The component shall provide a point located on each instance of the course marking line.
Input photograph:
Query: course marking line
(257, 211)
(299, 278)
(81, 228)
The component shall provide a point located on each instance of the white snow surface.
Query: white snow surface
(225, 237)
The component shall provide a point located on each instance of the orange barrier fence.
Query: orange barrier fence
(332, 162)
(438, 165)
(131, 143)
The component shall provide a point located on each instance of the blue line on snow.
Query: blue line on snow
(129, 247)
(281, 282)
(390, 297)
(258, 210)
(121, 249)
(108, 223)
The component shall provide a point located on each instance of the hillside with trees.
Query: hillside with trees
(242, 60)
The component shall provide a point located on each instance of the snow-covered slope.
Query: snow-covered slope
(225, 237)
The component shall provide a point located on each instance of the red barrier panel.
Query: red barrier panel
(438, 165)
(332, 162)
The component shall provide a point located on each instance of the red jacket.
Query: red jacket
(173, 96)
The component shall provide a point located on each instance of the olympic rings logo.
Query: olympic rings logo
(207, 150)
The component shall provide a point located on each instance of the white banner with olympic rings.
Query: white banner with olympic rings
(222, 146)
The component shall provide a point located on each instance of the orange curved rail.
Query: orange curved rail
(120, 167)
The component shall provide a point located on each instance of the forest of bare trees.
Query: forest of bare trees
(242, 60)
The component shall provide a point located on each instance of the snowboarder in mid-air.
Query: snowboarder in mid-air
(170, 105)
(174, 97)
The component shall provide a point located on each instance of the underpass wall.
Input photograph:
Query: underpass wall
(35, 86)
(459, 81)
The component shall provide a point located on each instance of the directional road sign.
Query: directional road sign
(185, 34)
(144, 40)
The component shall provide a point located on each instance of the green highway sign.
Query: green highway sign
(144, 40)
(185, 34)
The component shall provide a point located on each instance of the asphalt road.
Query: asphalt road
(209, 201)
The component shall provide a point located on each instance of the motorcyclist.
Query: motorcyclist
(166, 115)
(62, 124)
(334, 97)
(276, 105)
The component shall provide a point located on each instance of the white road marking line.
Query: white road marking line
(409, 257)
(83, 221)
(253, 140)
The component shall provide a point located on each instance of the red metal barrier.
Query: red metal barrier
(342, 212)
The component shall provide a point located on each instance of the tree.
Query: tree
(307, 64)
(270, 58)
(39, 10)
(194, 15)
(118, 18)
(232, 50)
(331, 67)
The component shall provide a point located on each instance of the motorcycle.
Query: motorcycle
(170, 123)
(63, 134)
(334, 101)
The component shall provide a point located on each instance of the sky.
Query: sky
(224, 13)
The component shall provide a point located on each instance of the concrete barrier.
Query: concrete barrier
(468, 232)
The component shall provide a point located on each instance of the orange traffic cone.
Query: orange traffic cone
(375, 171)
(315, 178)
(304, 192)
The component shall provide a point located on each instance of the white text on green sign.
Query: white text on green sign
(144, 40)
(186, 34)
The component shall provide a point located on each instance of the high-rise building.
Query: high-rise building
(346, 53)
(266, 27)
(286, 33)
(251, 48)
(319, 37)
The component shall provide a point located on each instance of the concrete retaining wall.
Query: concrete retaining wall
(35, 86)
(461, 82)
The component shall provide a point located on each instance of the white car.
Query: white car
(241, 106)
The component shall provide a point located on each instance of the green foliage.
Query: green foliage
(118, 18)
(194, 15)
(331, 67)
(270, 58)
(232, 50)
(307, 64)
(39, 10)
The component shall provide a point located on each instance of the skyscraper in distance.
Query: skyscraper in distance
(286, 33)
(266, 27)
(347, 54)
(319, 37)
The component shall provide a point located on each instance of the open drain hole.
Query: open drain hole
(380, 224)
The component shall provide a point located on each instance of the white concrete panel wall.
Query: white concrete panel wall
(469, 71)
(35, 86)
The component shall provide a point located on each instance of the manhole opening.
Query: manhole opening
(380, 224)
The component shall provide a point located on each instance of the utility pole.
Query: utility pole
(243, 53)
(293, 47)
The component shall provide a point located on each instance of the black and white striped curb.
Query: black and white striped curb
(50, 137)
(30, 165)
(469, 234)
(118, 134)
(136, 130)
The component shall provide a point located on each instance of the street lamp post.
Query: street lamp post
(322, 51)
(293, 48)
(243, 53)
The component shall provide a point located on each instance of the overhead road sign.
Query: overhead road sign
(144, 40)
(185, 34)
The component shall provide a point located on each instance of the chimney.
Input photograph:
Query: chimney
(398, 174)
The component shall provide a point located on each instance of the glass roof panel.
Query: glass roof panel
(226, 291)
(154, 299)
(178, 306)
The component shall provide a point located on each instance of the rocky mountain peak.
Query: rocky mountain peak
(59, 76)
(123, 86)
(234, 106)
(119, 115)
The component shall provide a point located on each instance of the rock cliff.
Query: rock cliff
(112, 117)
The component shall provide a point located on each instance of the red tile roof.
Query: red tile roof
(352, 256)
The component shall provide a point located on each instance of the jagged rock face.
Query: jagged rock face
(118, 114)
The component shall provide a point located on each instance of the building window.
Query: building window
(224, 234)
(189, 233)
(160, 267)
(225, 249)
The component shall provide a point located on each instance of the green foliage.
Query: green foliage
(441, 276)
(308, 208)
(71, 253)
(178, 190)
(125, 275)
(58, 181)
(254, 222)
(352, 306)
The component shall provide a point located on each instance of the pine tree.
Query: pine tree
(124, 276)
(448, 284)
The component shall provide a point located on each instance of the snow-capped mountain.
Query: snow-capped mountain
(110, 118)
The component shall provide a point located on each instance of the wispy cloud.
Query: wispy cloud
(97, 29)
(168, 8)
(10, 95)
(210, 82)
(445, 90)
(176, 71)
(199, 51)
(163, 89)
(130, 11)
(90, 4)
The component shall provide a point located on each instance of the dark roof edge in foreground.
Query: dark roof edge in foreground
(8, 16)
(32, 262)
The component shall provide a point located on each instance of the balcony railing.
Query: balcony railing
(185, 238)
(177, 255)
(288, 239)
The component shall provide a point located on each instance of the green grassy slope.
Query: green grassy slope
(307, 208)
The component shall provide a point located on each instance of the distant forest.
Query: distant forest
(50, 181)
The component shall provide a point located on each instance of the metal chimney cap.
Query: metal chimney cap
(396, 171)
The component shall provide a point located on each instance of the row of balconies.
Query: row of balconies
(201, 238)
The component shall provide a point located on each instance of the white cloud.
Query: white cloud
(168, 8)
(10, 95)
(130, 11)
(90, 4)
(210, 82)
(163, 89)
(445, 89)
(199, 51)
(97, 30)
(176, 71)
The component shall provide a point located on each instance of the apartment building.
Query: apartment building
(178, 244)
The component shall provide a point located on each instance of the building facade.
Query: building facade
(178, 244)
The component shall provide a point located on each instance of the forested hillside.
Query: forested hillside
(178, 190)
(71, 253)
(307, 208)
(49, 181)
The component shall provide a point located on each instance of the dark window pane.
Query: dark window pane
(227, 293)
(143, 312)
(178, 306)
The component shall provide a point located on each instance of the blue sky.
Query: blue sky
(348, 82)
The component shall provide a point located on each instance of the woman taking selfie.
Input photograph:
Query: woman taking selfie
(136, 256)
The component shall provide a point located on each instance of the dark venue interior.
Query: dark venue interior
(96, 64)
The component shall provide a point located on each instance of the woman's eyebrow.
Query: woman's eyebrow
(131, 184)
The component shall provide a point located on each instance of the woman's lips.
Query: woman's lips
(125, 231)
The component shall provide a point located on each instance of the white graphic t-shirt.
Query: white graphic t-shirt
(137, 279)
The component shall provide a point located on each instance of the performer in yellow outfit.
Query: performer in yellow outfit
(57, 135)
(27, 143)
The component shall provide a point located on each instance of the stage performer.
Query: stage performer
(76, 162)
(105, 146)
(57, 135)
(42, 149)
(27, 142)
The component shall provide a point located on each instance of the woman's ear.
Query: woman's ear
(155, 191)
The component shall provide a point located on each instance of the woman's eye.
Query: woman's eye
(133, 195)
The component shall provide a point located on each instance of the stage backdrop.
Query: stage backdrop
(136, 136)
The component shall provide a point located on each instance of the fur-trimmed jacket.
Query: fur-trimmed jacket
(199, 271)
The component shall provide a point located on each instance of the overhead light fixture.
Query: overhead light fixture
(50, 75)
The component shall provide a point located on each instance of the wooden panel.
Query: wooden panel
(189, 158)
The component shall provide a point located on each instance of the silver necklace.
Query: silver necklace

_ _ _

— ACTIVITY —
Reproduce exactly the lines of the records above from the one with "the snow-covered slope." to the one with "with olympic rings.", both included, and leave out everything else.

— YOUR SOLUTION —
The component shall provide a point located on each instance of the snow-covered slope.
Query: snow-covered slope
(225, 237)
The component shall provide a point located on each instance of the red barrier panel.
Query: red barrier panel
(438, 165)
(332, 162)
The component shall provide a point located on each instance of the red jacket.
Query: red jacket
(173, 96)
The component shall provide a point located on each instance of the olympic rings logo.
Query: olympic rings logo
(207, 150)
The component shall provide a point located on each instance of the white banner with olympic rings.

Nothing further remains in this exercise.